Stated problem:
All of the entries must be reproduced exactly, with no images carried over.

Given information:
* * * * * * *

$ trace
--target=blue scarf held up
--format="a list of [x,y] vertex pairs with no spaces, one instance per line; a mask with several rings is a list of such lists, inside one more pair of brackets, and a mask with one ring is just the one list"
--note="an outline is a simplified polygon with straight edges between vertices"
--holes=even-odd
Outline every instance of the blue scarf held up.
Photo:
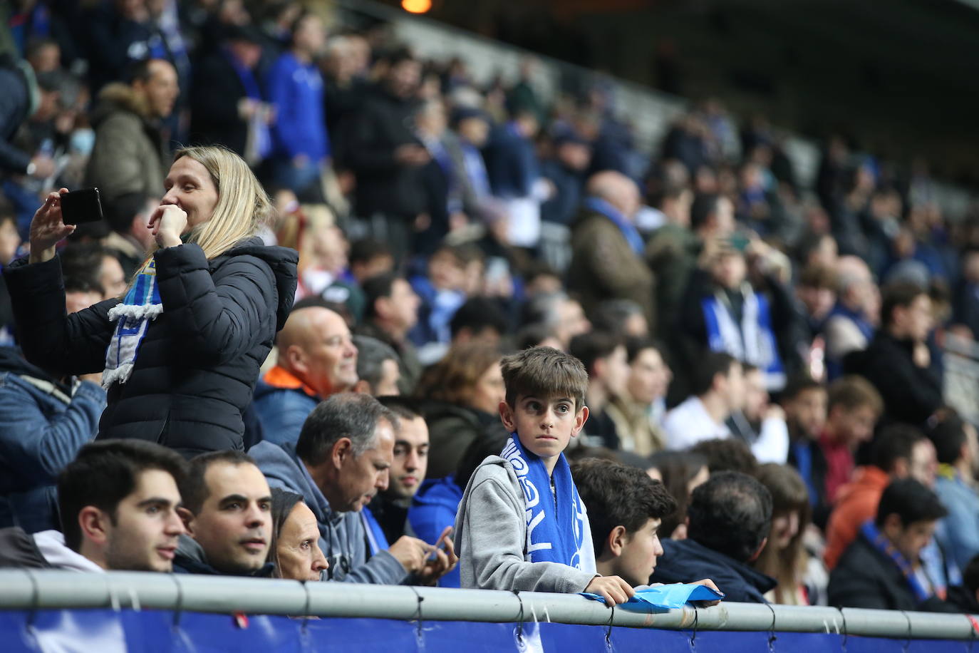
[[[544,462],[520,443],[516,433],[500,456],[517,473],[524,490],[527,519],[525,558],[531,562],[556,562],[575,569],[591,569],[593,561],[582,560],[584,542],[584,509],[571,478],[571,467],[562,453],[551,476]],[[550,484],[554,480],[554,495]]]
[[143,266],[136,281],[121,303],[109,310],[110,321],[116,322],[116,333],[106,350],[106,370],[102,387],[109,389],[115,382],[125,383],[136,364],[139,346],[146,337],[150,322],[163,312],[163,303],[157,287],[157,262],[153,258]]
[[629,246],[632,249],[636,255],[642,256],[642,252],[645,249],[645,244],[642,242],[642,236],[639,235],[639,230],[635,228],[635,225],[627,219],[618,209],[610,205],[605,200],[601,200],[596,197],[589,197],[584,201],[584,206],[589,210],[594,210],[605,217],[612,220],[612,222],[619,227],[619,231],[622,232],[623,237]]

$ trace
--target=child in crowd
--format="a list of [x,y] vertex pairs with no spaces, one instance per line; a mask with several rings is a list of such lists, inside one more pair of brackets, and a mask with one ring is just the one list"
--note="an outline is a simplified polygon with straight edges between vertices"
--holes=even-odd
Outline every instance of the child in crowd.
[[502,371],[499,413],[512,435],[477,468],[459,504],[462,586],[629,600],[629,583],[595,571],[591,527],[563,454],[588,418],[584,366],[538,347],[503,358]]

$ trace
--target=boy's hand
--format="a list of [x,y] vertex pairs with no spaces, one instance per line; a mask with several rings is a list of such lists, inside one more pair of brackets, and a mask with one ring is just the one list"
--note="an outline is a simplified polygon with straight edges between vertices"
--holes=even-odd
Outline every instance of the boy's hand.
[[618,576],[596,576],[591,579],[584,591],[602,596],[608,605],[625,603],[635,595],[632,585]]
[[[710,579],[702,579],[700,581],[694,581],[692,584],[695,584],[695,585],[704,585],[705,587],[710,587],[711,589],[713,589],[715,591],[721,591],[718,588],[718,586],[716,584],[714,584],[714,581],[712,581]],[[714,601],[695,601],[695,603],[697,603],[698,605],[702,605],[705,608],[708,607],[708,606],[711,606],[711,605],[717,605],[720,602],[721,602],[720,598],[717,599],[717,600],[714,600]]]

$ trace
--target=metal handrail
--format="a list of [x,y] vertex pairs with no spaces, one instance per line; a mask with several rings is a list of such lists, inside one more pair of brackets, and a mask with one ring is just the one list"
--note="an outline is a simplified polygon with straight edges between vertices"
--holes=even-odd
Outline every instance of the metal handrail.
[[727,603],[651,613],[576,594],[308,583],[138,572],[0,571],[0,610],[131,608],[229,614],[515,623],[548,621],[665,630],[828,632],[875,637],[976,637],[966,615]]

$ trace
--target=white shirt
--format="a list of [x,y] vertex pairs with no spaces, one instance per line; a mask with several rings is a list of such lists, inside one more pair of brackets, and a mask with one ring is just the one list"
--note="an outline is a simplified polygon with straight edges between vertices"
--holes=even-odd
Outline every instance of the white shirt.
[[663,430],[667,434],[668,449],[688,449],[705,440],[731,437],[724,424],[714,421],[698,396],[689,397],[668,412],[663,419]]

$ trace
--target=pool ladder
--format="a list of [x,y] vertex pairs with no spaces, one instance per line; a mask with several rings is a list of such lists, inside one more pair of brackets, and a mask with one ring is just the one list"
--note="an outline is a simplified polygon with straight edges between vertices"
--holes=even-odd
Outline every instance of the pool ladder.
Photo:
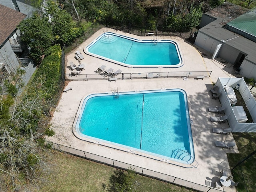
[[117,87],[117,90],[115,90],[115,87],[114,88],[113,90],[111,90],[113,96],[115,99],[118,99],[119,98],[119,93],[118,92],[118,88]]
[[157,36],[156,36],[155,39],[155,36],[154,36],[154,39],[152,40],[152,42],[155,45],[157,44]]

* * * * * * *

The reply:
$ trace
--target=blue scarf held up
--format="a list of [x,y] vertex pairs with no spaces, one instance per line; a mask with several rings is a list of such lists, inside one more pair of brackets, and a mask with one ring is just the one list"
--note="an outline is a simplified polygon with straight edges between vertices"
--holes=even-odd
Outline every instance of the blue scarf held up.
Photo:
[[[544,462],[520,443],[516,433],[500,456],[517,473],[524,490],[527,519],[525,558],[531,562],[556,562],[575,569],[591,569],[593,561],[582,560],[584,542],[584,509],[571,478],[571,467],[562,453],[551,476]],[[550,484],[554,480],[554,495]]]
[[143,266],[136,281],[121,303],[109,310],[110,321],[116,322],[116,333],[106,350],[106,370],[102,387],[109,389],[115,382],[125,383],[136,364],[139,346],[146,337],[150,322],[163,312],[163,303],[157,287],[157,262],[153,258]]
[[629,246],[632,249],[636,255],[642,256],[642,252],[645,249],[645,244],[642,242],[642,236],[639,235],[639,230],[635,228],[635,225],[627,219],[618,209],[610,205],[605,200],[601,200],[596,197],[589,197],[584,201],[584,206],[589,210],[594,210],[605,217],[612,220],[612,222],[619,227],[619,231],[622,232],[623,237]]

$ trace
--target=child in crowd
--format="a list of [x,y] vertex pairs with no spaces, one instance per line; a mask with several rings is a list of such lists, inside one more pair of brackets, and a mask with one ring is just the one list"
--note="an outline is a simplified polygon with straight edges between vertices"
--holes=even-odd
Outline every instance of the child in crowd.
[[502,371],[499,413],[512,435],[477,468],[459,504],[462,586],[629,600],[629,583],[595,571],[591,527],[563,454],[588,418],[584,366],[538,347],[503,358]]

$ trace
--target=boy's hand
--format="a list of [x,y] vertex pairs with no spaces, one instance per line; a mask with several rings is a list of such lists, inside one more pair of brackets, and a mask with one ring is just the one list"
--note="an outline is a simplified polygon with straight edges between vertices"
--holes=even-odd
Outline every instance of the boy's hand.
[[618,576],[596,576],[591,579],[584,591],[602,596],[608,605],[625,603],[635,595],[632,585]]
[[[710,579],[702,579],[700,581],[694,581],[692,584],[695,584],[695,585],[704,585],[705,587],[710,587],[711,589],[713,589],[715,591],[721,591],[718,588],[718,586],[716,584],[714,584],[714,581],[712,581]],[[714,601],[695,601],[695,603],[697,603],[698,605],[702,605],[705,608],[708,607],[708,606],[711,606],[711,605],[717,605],[720,602],[721,602],[720,598],[717,599],[717,600],[714,600]]]

$ trace
--target=metal handrail
--format="a list of [x,y] vertex pairs with no spaces, one instance per line; a mask with several rings is a list of such lists, inside one more pair of brackets, and a mask with one ring is just the one list"
--note="an outline is a simplified polygon with straight edges between vertices"
--holes=even-odd
Outline every instance of the metal handrail.
[[727,603],[651,613],[576,594],[308,583],[138,572],[0,571],[0,610],[131,608],[229,614],[515,623],[548,621],[665,630],[828,632],[875,637],[976,637],[966,615]]

$ trace
--target=white shirt
--format="a list of [x,y] vertex pairs with no spaces, one instance per line; a mask with several rings is a list of such lists, inside one more pair of brackets, and a mask with one ring is just the one list"
--note="an outline is a simplified polygon with straight edges between vertices"
--holes=even-odd
Outline every instance of the white shirt.
[[663,430],[667,434],[668,449],[688,449],[705,440],[731,437],[724,424],[714,421],[698,396],[689,397],[668,412],[663,419]]

$ trace
--target=pool ladder
--format="a list of [x,y] vertex pairs with no spaces, one instance per line; a mask with several rings is a list of such lists, inside one more pair of brackets, and a mask with one ring is just the one list"
--note="an outline is a simplified polygon with straight edges between vertices"
--holes=even-odd
Outline every instance of the pool ladder.
Photo:
[[117,87],[117,90],[115,90],[115,87],[114,88],[113,90],[111,90],[113,96],[115,99],[118,99],[119,98],[119,93],[118,92],[118,88]]
[[157,36],[156,36],[155,39],[155,36],[154,36],[154,39],[152,40],[152,42],[155,45],[157,44]]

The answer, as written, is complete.